Leave the pictures out and restate each entry below word for word.

━━━━

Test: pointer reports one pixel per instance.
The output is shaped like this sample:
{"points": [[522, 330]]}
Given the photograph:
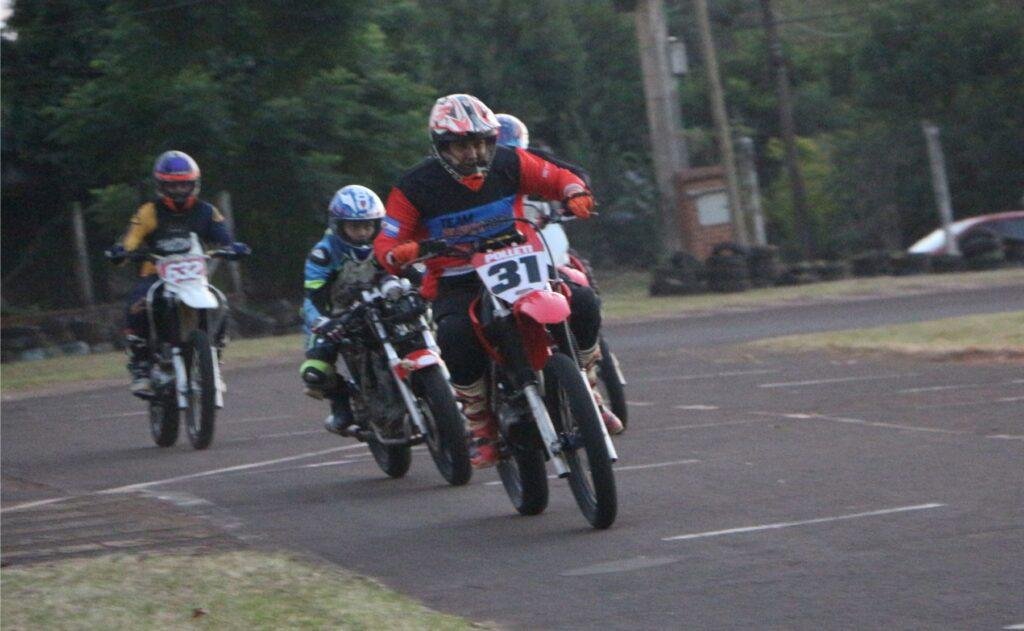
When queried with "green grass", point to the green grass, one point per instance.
{"points": [[994, 335], [231, 590]]}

━━━━

● **OUTPUT FOR THIS TASK**
Test: pointer reports one pixel per instance.
The output is shaped like this sample:
{"points": [[522, 330]]}
Given the photograph:
When queried with "green grass", point to the green grass, one point per instance.
{"points": [[994, 335], [231, 590]]}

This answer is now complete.